**Short problem:**
Reproduce verbatim the lines of the items below, starting with the line that contains "Would you be able to point out the robin" and continuing through the last line of the items, with both ends included.

* Begin *

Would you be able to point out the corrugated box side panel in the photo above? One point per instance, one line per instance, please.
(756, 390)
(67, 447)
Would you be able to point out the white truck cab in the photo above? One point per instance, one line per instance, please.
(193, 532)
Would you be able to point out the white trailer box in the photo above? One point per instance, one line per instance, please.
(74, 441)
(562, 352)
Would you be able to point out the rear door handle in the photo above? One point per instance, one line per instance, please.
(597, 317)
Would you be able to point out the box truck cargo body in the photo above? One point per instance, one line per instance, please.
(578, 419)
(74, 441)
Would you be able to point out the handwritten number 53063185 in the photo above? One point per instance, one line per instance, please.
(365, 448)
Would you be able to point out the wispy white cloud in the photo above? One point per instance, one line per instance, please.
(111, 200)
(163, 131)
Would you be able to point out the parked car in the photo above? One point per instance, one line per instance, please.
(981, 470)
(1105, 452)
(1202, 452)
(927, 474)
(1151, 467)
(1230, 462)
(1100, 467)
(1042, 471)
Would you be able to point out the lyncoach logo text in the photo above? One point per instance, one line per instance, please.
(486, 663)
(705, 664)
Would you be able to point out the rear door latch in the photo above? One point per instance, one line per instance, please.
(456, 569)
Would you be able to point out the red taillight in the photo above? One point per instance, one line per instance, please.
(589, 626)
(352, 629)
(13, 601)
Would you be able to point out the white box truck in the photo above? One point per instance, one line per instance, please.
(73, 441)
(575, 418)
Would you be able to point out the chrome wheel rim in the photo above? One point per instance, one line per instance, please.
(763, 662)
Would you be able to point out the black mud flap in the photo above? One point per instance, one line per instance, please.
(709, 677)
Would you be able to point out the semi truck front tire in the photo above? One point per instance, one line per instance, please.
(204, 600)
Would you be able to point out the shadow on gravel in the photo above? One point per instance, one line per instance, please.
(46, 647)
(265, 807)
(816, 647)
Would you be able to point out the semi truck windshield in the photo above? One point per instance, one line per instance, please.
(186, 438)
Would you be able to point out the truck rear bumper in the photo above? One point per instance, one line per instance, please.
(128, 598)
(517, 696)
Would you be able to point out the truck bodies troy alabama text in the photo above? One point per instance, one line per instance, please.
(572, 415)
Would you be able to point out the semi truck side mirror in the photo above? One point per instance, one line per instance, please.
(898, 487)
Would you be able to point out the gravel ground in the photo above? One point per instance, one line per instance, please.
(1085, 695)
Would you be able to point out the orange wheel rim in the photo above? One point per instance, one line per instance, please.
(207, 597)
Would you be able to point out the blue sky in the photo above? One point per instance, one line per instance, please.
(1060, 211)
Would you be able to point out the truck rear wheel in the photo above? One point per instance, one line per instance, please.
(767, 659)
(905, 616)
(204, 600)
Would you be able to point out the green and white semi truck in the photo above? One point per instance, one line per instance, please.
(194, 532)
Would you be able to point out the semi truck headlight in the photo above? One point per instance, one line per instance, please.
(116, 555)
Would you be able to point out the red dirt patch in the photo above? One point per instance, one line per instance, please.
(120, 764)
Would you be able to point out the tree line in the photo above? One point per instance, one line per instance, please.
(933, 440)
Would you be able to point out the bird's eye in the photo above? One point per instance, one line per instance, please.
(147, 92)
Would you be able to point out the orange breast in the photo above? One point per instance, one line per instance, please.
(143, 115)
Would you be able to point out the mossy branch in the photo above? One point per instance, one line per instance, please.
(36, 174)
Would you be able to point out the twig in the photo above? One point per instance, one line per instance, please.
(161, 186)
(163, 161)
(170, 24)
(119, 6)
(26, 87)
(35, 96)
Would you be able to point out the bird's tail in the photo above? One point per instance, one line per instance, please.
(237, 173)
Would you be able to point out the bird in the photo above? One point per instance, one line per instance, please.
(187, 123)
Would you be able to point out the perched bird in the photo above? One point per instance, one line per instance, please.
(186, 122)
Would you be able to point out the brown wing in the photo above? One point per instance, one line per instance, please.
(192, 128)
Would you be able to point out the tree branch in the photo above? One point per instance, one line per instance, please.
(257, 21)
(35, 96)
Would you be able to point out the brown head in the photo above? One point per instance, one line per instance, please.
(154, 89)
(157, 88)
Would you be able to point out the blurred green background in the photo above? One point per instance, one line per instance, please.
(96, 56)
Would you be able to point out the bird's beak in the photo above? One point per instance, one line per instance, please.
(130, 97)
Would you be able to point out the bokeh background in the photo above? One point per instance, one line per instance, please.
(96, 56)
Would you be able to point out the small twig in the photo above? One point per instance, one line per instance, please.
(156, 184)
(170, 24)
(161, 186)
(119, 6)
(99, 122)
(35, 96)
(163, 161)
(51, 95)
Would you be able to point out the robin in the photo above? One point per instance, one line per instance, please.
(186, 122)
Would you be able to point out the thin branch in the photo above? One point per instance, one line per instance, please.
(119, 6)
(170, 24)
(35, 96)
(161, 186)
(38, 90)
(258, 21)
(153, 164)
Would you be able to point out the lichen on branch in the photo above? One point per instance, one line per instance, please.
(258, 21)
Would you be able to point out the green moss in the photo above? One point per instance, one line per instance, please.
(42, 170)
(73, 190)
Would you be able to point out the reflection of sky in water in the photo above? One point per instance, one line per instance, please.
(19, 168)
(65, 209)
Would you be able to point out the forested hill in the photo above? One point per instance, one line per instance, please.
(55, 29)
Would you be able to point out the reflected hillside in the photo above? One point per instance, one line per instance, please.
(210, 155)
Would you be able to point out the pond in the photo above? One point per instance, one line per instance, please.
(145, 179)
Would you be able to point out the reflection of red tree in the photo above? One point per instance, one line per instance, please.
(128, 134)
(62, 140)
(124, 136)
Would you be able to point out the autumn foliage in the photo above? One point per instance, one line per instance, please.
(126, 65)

* End *

**Answer below:**
Would you be able to point out the robin in the photo above? One point per instance, one line per instance, please.
(186, 122)
Would you be able to point out the thin branch in the photo above? One point per instance, one line per instance, please.
(119, 6)
(170, 24)
(35, 96)
(161, 186)
(38, 90)
(258, 21)
(153, 164)
Would you be able to point out the lichen on branch in the photo above? One point per instance, one line per instance, please.
(258, 21)
Would you be able to point out the green moss in the photo above? One point per instance, one line per instance, please.
(42, 170)
(73, 190)
Would you be able to point out the reflection of sky in water in the photo above? One point per instance, one line per instance, please.
(19, 168)
(65, 209)
Would you be able to point out the forested hill in the photo above? One point per instance, one line per instance, please.
(55, 29)
Would you be able to point out the reflected hillside in the photo above? One point per instance, one line per instance, please.
(210, 155)
Would you be able to point out the pond in the photo above? One point per instance, one line per instance, please.
(145, 179)
Would you be able to point out the reflection of red tree in the photo above? One point per instance, one line per instance, please.
(128, 134)
(62, 140)
(124, 136)
Would you be able to point out the autumn foliage in the photo above? One point per instance, one line per instance, please.
(126, 65)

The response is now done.